An unaltered copy of every line below is the expected output.

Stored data

====================

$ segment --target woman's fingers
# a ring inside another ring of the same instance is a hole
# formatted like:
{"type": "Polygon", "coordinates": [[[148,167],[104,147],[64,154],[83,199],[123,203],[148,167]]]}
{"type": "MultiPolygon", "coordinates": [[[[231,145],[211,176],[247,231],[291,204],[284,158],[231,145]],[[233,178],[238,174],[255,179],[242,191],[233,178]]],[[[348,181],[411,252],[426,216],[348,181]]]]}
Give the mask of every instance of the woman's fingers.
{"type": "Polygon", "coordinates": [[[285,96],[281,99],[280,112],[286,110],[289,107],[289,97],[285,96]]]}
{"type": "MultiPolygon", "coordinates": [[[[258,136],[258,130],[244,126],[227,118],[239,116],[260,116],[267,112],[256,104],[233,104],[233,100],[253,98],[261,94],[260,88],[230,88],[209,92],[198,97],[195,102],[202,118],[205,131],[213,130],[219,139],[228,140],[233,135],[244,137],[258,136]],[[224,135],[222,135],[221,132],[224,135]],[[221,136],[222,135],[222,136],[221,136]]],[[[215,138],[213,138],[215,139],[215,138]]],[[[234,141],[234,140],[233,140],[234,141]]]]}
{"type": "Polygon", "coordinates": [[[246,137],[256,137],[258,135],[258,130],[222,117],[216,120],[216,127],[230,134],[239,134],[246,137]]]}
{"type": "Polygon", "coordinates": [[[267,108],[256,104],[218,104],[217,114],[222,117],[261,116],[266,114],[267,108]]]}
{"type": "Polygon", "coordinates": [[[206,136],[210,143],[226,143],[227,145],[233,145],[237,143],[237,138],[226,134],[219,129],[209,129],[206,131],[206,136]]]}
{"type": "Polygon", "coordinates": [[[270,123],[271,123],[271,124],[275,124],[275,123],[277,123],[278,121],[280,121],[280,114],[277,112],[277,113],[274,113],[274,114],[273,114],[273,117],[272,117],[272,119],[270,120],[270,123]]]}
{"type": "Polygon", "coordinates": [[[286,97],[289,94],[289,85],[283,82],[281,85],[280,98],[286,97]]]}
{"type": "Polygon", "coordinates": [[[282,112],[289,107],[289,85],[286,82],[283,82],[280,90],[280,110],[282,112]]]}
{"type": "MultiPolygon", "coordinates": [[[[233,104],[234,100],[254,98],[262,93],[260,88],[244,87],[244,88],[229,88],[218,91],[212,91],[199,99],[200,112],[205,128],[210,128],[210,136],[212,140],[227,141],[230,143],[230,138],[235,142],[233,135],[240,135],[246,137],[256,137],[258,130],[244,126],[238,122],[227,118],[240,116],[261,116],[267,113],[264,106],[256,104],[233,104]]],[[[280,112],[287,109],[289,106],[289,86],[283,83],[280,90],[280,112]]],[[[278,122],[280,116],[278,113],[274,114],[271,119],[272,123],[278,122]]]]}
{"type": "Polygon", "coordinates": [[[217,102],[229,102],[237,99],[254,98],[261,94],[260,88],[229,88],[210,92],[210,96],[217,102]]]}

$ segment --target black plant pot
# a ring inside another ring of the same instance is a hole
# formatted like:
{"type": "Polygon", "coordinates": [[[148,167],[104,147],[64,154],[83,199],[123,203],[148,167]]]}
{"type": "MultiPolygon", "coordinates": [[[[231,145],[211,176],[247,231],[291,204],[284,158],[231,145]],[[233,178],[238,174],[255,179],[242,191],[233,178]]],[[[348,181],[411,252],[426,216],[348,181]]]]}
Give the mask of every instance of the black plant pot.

====================

• **ANSWER**:
$ segment --target woman's fingers
# a ring inside another ring of the same instance is a hole
# formatted like:
{"type": "Polygon", "coordinates": [[[148,167],[104,147],[64,154],[83,199],[123,203],[148,167]]]}
{"type": "MultiPolygon", "coordinates": [[[[231,145],[211,176],[247,231],[291,204],[284,158],[231,145]],[[233,178],[238,174],[255,179],[242,191],[233,178]]],[[[348,181],[411,252],[426,216],[348,181]]]]}
Give the mask of every instance of the woman's fingers.
{"type": "Polygon", "coordinates": [[[285,96],[281,99],[280,112],[286,110],[289,107],[289,97],[285,96]]]}
{"type": "MultiPolygon", "coordinates": [[[[258,136],[258,130],[244,126],[227,118],[239,116],[260,116],[267,112],[256,104],[233,104],[233,100],[253,98],[261,94],[260,88],[230,88],[209,92],[198,97],[195,102],[202,118],[205,131],[213,130],[219,139],[228,140],[233,135],[244,137],[258,136]],[[224,135],[222,135],[221,132],[224,135]],[[221,136],[222,135],[222,136],[221,136]]],[[[215,138],[213,138],[215,139],[215,138]]],[[[234,141],[234,140],[233,140],[234,141]]]]}
{"type": "Polygon", "coordinates": [[[246,137],[256,137],[258,135],[258,130],[222,117],[216,120],[216,127],[230,134],[239,134],[246,137]]]}
{"type": "Polygon", "coordinates": [[[267,108],[256,104],[218,104],[217,114],[222,117],[261,116],[266,114],[267,108]]]}
{"type": "Polygon", "coordinates": [[[206,136],[210,143],[226,143],[227,145],[233,145],[237,143],[237,138],[226,134],[219,129],[209,129],[206,131],[206,136]]]}
{"type": "Polygon", "coordinates": [[[270,123],[271,123],[271,124],[275,124],[275,123],[277,123],[278,121],[280,121],[280,114],[277,112],[277,113],[274,113],[274,114],[273,114],[273,117],[272,117],[272,119],[270,120],[270,123]]]}
{"type": "Polygon", "coordinates": [[[286,97],[289,94],[289,85],[283,82],[281,85],[280,98],[286,97]]]}
{"type": "Polygon", "coordinates": [[[282,112],[289,107],[289,85],[286,82],[283,82],[280,90],[280,110],[282,112]]]}
{"type": "MultiPolygon", "coordinates": [[[[233,104],[234,100],[254,98],[262,93],[260,88],[244,87],[244,88],[229,88],[218,91],[212,91],[199,99],[200,112],[205,128],[210,128],[210,136],[212,140],[227,141],[230,143],[230,138],[235,142],[233,135],[240,135],[246,137],[256,137],[258,130],[244,126],[238,122],[227,118],[240,116],[261,116],[267,113],[264,106],[256,104],[233,104]]],[[[280,112],[287,109],[289,106],[289,86],[283,83],[280,90],[280,112]]],[[[278,122],[280,116],[278,113],[274,114],[271,119],[272,123],[278,122]]]]}
{"type": "Polygon", "coordinates": [[[217,102],[229,102],[237,99],[254,98],[261,94],[260,88],[229,88],[210,92],[210,96],[217,102]]]}

$ segment --target black plant pot
# a ring inside another ring of the same instance is a hole
# formatted like:
{"type": "Polygon", "coordinates": [[[148,167],[104,147],[64,154],[83,199],[123,203],[148,167]]]}
{"type": "MultiPolygon", "coordinates": [[[[231,145],[211,176],[247,231],[291,204],[284,158],[231,145]],[[233,178],[238,174],[255,179],[242,191],[233,178]]],[[[348,181],[411,252],[426,216],[348,181]]]]}
Give the mask of every instance of the black plant pot.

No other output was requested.